**EXERCISE AIM**:
Reproduce the lines below, substituting "date palm" for "queen palm" and leaving everything else unchanged.
● ● ●
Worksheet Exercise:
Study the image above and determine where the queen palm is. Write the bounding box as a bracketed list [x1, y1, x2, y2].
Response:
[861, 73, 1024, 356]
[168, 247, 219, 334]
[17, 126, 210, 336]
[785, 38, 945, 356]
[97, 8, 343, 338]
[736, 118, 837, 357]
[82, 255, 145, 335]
● ● ●
**EXERCISE SOLUTION**:
Worksheet Exercise:
Study the image above and determine where the date palm is. Write the bounding box as a bracketed list [x1, y1, x2, y2].
Response:
[861, 73, 1024, 356]
[168, 247, 219, 334]
[17, 126, 210, 336]
[785, 38, 945, 356]
[97, 8, 343, 338]
[736, 118, 837, 357]
[82, 255, 145, 335]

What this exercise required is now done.